● **Texte fourni**
:::::

En fonction du type de détection employé sur le terrain, les signaux enregistrés pourront (ou pas) être sauvegardés moyennant diverses altérations du signal original. La plupart des détecteurs enregistrent les signaux dans le but de les analyser ultérieurement (tranquillement avec une tasse de café, les pieds au sec de retour au labo). Ces enregistrements pourront éventuellement être (ré)écoutés, mais l’objectif est avant tout de pouvoir visualiser les signaux de chauves-souris sous diverses représentations graphiques en vue d’en extraire un maximum d’informations. Ces représentations sont analysables grâce à l’emploi de logiciels (Analook®, Batsound®, Avisoft®, Syrinx , etc) généralement fournis avec le détecteur. Voici une brève présentation des trois transformations les plus couramment employées :
- Lorsque le signal original (perçu par le microphone) n’est presque pas altéré par la procédure d’enregistrement du détecteur, il est possible de le visualiser sous la forme d’un oscillogramme (généralement au format .wav). Ce domaine permet surtout d’apprécier les variations d’amplitude des fréquences en fonction du temps. Ce critère est important pour différencier des espèces souvent considérées comme difficiles.

:::::

● **Données extraites**

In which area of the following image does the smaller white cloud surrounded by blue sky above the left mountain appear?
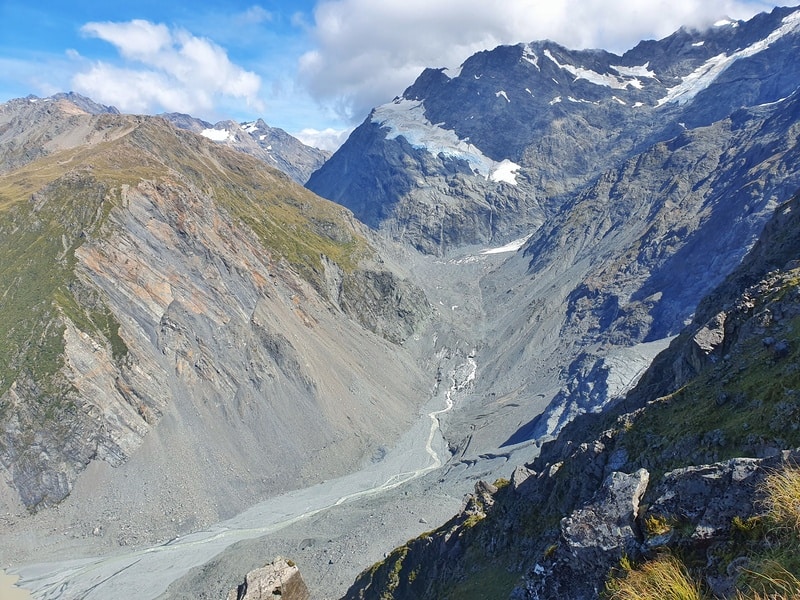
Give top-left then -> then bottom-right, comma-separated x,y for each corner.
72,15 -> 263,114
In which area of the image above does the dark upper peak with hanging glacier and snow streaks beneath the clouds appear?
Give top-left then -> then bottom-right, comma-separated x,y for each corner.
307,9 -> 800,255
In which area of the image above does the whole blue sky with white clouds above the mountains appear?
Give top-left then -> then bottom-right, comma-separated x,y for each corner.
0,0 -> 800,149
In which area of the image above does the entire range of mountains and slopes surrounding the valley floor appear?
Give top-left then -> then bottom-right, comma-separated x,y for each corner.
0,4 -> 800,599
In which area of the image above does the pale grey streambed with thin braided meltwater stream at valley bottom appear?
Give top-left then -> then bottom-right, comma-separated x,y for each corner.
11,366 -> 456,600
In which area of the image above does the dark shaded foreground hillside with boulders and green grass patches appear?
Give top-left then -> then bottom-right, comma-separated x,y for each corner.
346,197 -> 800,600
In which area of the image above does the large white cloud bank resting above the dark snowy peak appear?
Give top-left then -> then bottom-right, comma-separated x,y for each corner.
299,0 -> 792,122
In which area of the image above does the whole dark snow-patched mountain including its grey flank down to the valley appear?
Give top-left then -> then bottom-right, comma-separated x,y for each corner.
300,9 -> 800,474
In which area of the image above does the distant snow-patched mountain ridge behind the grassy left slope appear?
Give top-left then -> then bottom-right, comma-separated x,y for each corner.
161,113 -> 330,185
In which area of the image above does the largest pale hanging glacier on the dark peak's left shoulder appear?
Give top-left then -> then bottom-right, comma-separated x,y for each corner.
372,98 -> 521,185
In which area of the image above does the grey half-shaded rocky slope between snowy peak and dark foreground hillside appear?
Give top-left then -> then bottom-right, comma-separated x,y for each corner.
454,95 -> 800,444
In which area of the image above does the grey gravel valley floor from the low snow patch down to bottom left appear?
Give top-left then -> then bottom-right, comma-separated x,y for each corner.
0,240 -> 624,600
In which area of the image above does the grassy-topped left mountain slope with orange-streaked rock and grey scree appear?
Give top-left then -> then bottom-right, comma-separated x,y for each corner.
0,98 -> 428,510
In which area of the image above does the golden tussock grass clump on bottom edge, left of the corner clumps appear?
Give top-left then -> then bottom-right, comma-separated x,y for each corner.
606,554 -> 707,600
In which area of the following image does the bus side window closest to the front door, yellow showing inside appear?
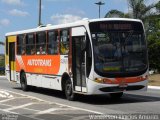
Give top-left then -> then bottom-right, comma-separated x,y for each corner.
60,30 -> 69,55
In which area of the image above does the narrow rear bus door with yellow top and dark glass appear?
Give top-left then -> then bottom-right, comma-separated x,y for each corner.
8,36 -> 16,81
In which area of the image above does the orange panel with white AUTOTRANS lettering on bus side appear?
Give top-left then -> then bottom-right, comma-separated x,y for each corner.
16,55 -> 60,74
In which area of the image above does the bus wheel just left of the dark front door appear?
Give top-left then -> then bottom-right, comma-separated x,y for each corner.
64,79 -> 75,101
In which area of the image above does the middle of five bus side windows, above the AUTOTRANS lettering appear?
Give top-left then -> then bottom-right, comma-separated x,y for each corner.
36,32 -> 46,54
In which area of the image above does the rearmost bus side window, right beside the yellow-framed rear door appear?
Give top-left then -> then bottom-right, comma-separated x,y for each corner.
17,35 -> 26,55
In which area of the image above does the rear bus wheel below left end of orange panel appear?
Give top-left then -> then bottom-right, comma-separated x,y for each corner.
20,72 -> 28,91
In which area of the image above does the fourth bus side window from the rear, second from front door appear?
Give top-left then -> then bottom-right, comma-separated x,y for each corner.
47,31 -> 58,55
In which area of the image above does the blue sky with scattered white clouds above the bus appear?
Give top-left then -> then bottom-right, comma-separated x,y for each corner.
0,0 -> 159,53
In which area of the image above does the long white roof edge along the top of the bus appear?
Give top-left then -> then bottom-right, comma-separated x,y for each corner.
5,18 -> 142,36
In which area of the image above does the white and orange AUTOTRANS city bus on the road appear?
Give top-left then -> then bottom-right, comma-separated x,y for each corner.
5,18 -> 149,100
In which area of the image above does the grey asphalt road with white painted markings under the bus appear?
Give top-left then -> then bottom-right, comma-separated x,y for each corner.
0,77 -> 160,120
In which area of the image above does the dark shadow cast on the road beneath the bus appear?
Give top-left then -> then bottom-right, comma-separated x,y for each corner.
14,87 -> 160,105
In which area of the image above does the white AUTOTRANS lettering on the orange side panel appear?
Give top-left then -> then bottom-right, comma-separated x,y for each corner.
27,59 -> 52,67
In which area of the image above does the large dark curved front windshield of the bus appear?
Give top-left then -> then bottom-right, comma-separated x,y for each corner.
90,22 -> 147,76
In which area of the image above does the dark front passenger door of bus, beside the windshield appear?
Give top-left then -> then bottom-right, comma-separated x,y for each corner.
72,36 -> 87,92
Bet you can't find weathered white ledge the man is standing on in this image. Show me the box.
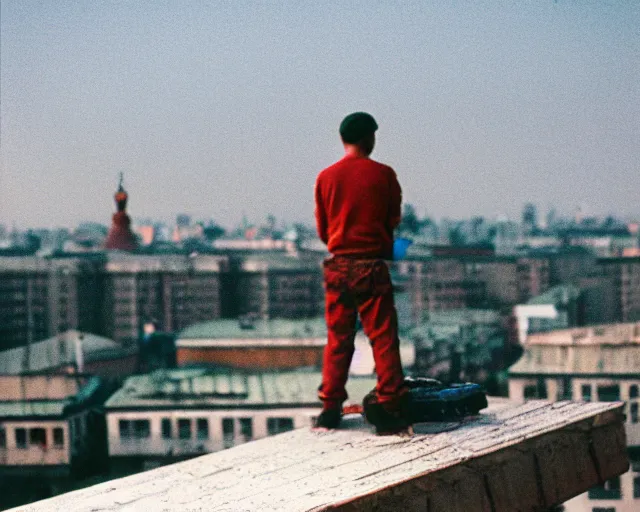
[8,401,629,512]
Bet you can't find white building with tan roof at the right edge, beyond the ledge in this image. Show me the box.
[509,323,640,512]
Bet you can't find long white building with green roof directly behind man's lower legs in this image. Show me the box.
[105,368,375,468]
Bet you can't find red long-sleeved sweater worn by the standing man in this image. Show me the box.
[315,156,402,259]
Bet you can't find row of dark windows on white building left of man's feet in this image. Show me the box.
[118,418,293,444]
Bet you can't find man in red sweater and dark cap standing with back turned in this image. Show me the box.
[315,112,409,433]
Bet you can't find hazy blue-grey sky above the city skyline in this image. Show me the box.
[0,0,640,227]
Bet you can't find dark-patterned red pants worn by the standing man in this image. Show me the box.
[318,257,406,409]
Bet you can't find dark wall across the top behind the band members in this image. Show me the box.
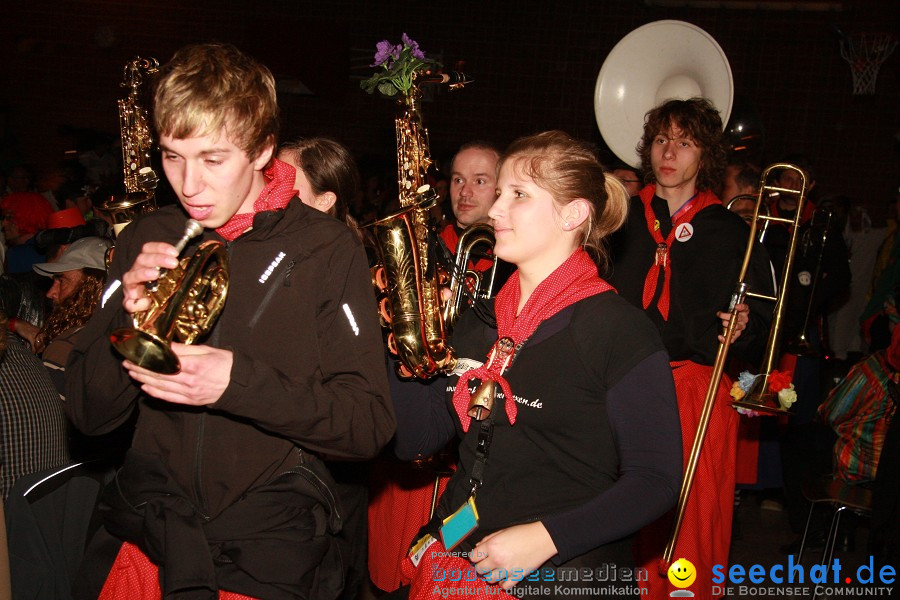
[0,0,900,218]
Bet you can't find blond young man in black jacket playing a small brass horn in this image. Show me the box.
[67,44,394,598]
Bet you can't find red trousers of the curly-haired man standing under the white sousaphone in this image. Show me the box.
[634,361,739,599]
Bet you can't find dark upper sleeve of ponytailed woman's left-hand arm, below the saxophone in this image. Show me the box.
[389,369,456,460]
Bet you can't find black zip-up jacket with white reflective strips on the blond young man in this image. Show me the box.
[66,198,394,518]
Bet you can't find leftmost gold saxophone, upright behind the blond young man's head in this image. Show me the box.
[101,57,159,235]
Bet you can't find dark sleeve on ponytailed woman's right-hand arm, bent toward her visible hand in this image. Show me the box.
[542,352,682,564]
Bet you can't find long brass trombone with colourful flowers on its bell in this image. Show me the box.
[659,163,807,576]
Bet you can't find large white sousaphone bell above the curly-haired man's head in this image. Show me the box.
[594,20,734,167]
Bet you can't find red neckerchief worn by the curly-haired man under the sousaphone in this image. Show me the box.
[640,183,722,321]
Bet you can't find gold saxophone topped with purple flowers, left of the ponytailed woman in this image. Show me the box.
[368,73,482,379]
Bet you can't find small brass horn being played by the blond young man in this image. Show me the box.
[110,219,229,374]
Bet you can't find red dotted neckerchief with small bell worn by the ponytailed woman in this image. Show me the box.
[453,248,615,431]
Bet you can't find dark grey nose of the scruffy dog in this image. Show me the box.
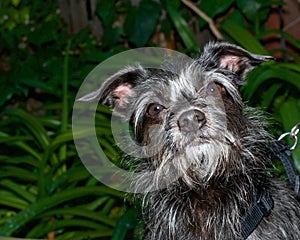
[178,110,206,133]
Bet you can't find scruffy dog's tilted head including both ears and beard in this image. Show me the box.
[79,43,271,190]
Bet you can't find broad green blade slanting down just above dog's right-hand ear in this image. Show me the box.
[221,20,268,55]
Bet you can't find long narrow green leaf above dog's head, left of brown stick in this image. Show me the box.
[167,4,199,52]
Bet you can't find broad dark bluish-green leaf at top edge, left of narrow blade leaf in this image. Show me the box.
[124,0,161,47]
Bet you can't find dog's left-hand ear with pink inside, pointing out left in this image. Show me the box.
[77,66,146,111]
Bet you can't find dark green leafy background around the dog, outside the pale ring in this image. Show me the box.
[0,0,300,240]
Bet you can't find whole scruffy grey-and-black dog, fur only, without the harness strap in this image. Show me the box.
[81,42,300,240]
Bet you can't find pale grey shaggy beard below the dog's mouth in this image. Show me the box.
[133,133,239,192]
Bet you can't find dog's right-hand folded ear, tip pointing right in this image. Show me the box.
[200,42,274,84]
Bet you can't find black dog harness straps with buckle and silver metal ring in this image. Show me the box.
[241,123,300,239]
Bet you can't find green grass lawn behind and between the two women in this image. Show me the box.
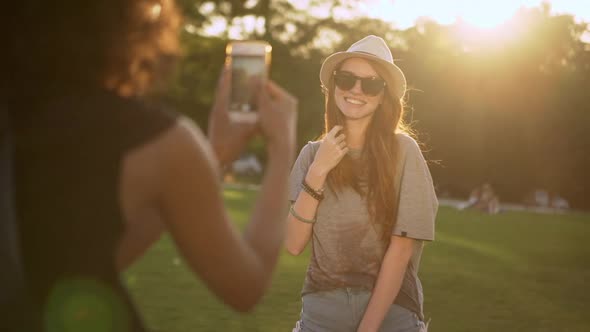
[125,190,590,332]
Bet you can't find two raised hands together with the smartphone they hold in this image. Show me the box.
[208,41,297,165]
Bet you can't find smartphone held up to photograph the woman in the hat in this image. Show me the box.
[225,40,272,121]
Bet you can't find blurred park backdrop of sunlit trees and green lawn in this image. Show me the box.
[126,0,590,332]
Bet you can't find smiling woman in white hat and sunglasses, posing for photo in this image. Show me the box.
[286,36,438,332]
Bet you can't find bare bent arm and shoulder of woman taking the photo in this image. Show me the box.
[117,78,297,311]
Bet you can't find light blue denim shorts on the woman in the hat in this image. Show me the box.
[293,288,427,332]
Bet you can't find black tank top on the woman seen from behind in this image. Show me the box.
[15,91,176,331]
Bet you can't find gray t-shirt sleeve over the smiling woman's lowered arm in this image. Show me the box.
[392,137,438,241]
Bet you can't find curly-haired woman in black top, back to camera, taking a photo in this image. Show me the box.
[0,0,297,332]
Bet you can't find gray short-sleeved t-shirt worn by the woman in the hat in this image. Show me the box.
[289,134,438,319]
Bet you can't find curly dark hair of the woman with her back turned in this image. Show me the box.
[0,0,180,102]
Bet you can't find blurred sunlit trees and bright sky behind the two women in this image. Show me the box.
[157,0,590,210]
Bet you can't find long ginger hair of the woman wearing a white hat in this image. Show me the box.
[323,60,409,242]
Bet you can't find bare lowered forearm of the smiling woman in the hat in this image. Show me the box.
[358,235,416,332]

:::::

● **Tâche**
Indiquez ce que l'oscillogramme permet surtout d'apprécier, selon le texte fourni.

● **Votre réponse**
Il permet surtout d'apprécier les variations d'amplitude des fréquences en fonction du temps.